**Given records**
......

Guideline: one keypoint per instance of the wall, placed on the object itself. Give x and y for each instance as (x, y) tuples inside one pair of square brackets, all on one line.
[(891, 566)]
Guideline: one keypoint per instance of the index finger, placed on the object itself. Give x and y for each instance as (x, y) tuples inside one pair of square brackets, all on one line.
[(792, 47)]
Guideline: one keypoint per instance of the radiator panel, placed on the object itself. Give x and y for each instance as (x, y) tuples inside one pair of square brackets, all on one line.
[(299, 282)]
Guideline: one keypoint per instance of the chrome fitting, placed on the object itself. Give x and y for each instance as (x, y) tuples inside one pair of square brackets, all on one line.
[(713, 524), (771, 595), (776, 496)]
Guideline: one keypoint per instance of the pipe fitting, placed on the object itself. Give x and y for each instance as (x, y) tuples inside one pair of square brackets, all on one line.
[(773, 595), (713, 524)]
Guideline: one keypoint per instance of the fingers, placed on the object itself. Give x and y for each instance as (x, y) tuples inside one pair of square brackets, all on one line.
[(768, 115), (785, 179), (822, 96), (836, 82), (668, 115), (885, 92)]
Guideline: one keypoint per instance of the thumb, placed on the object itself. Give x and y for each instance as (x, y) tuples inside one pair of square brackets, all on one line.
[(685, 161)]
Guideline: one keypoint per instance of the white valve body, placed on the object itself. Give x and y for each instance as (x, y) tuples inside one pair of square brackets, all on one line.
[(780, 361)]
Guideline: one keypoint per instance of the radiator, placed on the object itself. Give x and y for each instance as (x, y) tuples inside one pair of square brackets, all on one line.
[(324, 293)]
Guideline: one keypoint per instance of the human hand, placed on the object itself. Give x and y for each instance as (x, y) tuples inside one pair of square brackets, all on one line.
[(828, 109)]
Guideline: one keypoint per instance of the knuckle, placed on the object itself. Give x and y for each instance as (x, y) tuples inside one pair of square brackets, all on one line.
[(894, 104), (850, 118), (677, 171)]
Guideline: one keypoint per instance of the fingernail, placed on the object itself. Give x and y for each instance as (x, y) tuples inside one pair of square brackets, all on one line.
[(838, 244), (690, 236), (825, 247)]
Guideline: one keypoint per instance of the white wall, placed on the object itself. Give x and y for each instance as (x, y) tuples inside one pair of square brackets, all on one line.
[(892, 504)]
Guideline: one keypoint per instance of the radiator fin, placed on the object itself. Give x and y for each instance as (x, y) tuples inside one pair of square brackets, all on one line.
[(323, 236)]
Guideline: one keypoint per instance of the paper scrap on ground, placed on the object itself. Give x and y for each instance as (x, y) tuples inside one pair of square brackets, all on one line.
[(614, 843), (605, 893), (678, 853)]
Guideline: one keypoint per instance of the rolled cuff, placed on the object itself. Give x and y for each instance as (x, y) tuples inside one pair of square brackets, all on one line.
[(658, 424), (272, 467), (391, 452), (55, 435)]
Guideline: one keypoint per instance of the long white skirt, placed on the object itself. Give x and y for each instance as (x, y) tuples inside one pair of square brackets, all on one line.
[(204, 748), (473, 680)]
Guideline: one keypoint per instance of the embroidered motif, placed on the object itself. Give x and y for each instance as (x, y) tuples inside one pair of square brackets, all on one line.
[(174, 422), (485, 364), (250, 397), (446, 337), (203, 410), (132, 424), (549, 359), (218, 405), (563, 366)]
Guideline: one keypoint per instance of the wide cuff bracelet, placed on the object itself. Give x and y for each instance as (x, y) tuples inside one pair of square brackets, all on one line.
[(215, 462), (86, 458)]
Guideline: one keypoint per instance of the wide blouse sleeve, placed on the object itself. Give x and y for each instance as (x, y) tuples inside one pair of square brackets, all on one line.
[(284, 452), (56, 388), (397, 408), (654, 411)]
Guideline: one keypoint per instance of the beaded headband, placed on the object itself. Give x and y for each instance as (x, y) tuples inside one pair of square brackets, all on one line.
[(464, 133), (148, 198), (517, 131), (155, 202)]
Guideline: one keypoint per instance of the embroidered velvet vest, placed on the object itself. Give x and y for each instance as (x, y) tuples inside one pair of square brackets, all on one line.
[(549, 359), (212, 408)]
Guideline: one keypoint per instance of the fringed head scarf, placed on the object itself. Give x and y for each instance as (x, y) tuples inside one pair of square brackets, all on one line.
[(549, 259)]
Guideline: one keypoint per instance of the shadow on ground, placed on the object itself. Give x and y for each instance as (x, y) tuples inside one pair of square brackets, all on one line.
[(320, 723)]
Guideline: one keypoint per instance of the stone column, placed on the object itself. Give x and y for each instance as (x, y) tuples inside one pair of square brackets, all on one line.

......

**Exercise requirements**
The data above should be returned in full, exactly as written.

**Expected answer**
Guideline: one keypoint per instance of the wall, placed on the object itself. Give x and y for each instance as (x, y) tuples inside one pair of square brackets, all on one line.
[(891, 566)]
Guideline: one keypoint per instance of the index finger, placed on the object itself. Give x and y for each instance as (x, y) tuples inside one pair of square brackets, all on one line.
[(792, 47)]
Guideline: one keypoint per instance of the radiator panel, placed on the object itself. Give x and y for each instance as (x, y) tuples inside one pair of square brackets, all on one line.
[(299, 282)]
Guideline: one keypoint per instance of the chrome fitting, placed on the object itself. Give x and y for each instance as (x, y) tuples inside one pair of square brackets, all on one line.
[(713, 524), (771, 595), (776, 496)]
Guideline: one keypoint per instance of the pipe fitting, placed on the object itself. Give x and y for each instance as (x, y) tuples inside one pair of square brackets, all on one line.
[(773, 595), (713, 524)]
Guideline: one keypoint per instance of the fingers, placed on the object itself. Give x and y for each instance as (x, y) tuples inside one pair of square brackets, all on one line.
[(768, 115), (785, 179), (822, 96), (836, 82), (668, 115), (885, 92)]
Guideline: one keypoint per instance of the thumb, placed on the object itself. Give x and y for each instance as (x, y) tuples inside one pair of square brackets, all on one line.
[(685, 161)]
Guideline: one keypoint per instance of the white valve body, placed on the object itself. Give x and y for each instance as (x, y) tuples inside one pair of square brackets, all on one line.
[(780, 361)]
Guideline: one keypoint per instance of the radiator, placed on the object itself. Give x and y for each instance as (x, y) tuples inside one pair of square brackets, all on one line.
[(324, 293)]
Guideline: one keypoint per instance of the human hand, placed on the object itself. Give x and y for each instance as (x, y) tuples inside one pair of square brackets, all on one line.
[(828, 109)]
Guideline: one keypoint per instance of the knuckle, placed on the object itself. Give x and y for each instance as (x, y) tuples inside one pair of square brackets, all on one line.
[(894, 104), (850, 118), (677, 171)]
Guideline: one keypoint per instance of the fingernail, placed on the object itself. Give x and y for each instance as (x, y) tuples inside one pair of square brackets, all on one line.
[(838, 244), (690, 236), (825, 247)]
Guideline: one keypoint per instance of the white wall, placed on the object itself. Give x and y for each instance as (x, y) tuples inside one pair of square brackets, all on one line.
[(892, 504)]
Guideline: one keypoint per instance of the radiator fin, placed on the object itself. Give x and y for each instance as (x, y) tuples inside one pair of square brackets, all on one line.
[(323, 236)]
Guideline: one keypoint per instance of the paper scrap on ground, placed on the object itself. Give x and y for each instance as (x, y) tuples inside one pair of square brackets, all on one line.
[(614, 843), (605, 893), (678, 853)]
Guideline: one keypoint per instance of the rolled cuff, placed on the object itself. Give x and y for each instance as (x, y) tuples inside one pair of square brackets, all on one line.
[(658, 424), (272, 467), (391, 452), (55, 435)]
Guideline: one keypoint per instance of the long white skirt, placed on the object itself. Give x and y for each instance as (x, y) tuples inside one pair of square brackets, all on one line.
[(204, 748), (473, 680)]
Guideline: one keypoint per instance of the embroidered motif, placed on the object itself. Give x and y for each instance as (x, y) tuples inside one pair of square brackets, all on one line.
[(174, 422), (485, 364), (250, 397), (446, 337), (203, 410), (132, 424), (549, 359), (218, 405), (563, 366)]
Guideline: one keypoint per instance of the wide cuff bracelet, placed on the object itself. Give x and y for each instance as (x, y) tuples inside one pair of square brackets, all on one line.
[(215, 462), (86, 458)]
Guideline: one keypoint per instance of the wide blouse sleeve, placed on the object itself. Give x and y for each instance as (x, y) tuples inside one pair of square brackets, all on one line.
[(284, 452), (56, 388), (397, 408), (654, 411)]
Guideline: one keypoint per instance of the beaded headband, placed on the object itself. Give x and y for each instance as (x, y) tuples inside one pair of square brackets, all on one line.
[(464, 133), (148, 198), (517, 131), (155, 202)]
Guideline: one keypoint per instance of the embroidered velvet vest, placed on the object itself. Give x and y for each instance as (x, y) tuples inside one pair of square brackets, all on one line.
[(549, 359), (212, 408)]
Guideline: one keypoint per instance of the fringed head scarf, placed on the object itself. Give x and y for each instance as (x, y) tuples inside one pair of square brackets, all on one line.
[(549, 259)]
Guideline: one keypoint per instance of the shadow on ground, placed on the object itself. Give x and y for each instance as (x, y) tuples inside one pair of square brackets, all on one line.
[(320, 723)]
Guideline: one keypoint per instance of the stone column, placed on the object itself. Give x and y for each instance as (x, y) tuples inside one pair of square brackets, all on one line.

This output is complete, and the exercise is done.